Excerpted text –
Enon plumbs the depths of Charlie Crosby’s drug-addled grief and despair in a manner reminiscent of Thomas De Quincey. Charlie has lost his adored thirteen year-old daughter Kate in a traffic accident. Anger and grief rule his life for the next year, and he greases the skids with a frightening slide into drug abuse. This bald exposition does nothing to describe the book, though; along with unfolding Charlie’s story, Mr. Harding engages us in a level of thought, of imaginative speculation, that I don’t see other writers attempting.

For instance, an old, spinsterish woman’s house, and more particularly a unique tall clock within the house, become in Charlie’s fevered imagination, the very heart of Enon, Charlie’s home town, and where he still lives. In a particularly lurid
bout of delusion, Charlie saws a hole in his living room wall so that the addle-pated math functions he has scrawled on the wall can flow into it, as though it is a black hole, and maybe is late daughter can somehow be materialized in the process. The episode of the hole occurs while a hurricane bears down on Enon, and while the macro-winds of destruction blow through the town, Charlie loses consciousness while holding a wand attached to his vacuum cleaner, which runs all night in his hand.

This is the sort of construct to which we’re treated in Enon. The author paces the wildness and terror of Charlie’s deterioration beautifully. We are everywhere challenged to comprehend yet another new image, and try to decide whether it reflects everyday fact, or some chimera of Charlie’s mind. By no means do I intend to warn readers off of this high accomplishment – on the contrary, it’s stunning, well worth your time and effort. It’s as breathtaking in its way as Tinkers, and for me, there’s no higher compliment to be paid.

Brief A – List every person named in the review of Enon.
The review above has no connection to the stored entries.

Stored entries
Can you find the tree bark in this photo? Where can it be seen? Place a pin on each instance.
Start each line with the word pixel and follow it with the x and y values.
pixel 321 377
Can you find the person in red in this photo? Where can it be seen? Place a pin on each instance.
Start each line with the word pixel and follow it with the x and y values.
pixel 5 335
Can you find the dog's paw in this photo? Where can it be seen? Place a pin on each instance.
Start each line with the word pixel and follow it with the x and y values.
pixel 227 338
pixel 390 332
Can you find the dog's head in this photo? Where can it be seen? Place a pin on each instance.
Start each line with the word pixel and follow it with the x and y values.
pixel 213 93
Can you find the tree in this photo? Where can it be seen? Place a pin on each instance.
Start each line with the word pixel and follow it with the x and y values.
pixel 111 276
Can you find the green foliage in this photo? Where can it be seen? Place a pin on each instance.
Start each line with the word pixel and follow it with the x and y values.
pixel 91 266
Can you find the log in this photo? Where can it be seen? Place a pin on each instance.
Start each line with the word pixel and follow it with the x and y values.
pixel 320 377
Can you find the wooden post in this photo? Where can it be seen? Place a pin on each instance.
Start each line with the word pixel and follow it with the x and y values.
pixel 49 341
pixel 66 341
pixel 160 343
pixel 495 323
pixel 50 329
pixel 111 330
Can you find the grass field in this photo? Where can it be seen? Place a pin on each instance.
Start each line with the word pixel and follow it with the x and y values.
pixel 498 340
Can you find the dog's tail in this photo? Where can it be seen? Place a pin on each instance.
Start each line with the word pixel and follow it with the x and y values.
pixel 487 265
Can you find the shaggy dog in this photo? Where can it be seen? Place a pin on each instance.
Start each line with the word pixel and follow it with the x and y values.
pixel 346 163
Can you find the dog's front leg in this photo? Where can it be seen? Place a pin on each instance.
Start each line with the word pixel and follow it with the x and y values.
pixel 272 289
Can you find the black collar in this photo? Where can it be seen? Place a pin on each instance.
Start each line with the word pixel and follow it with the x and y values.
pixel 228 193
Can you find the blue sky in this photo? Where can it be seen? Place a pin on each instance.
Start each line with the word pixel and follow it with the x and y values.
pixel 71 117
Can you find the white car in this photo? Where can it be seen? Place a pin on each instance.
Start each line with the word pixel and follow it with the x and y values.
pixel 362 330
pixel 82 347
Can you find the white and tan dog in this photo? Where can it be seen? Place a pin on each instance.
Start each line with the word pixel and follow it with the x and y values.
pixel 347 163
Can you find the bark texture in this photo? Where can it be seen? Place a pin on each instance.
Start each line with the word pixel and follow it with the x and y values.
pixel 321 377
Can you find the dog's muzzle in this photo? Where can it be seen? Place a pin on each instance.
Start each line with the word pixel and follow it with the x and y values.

Brief B – From the stored entries, reproduce the lines between the line holding "Can you find the dog's paw" and the line holding "pixel 390 332", inclusive.

Response A –
Charlie Crosby
Kate
Thomas De Quincey
Mr. Harding

Response B –
Can you find the dog's paw in this photo? Where can it be seen? Place a pin on each instance.
Start each line with the word pixel and follow it with the x and y values.
pixel 227 338
pixel 390 332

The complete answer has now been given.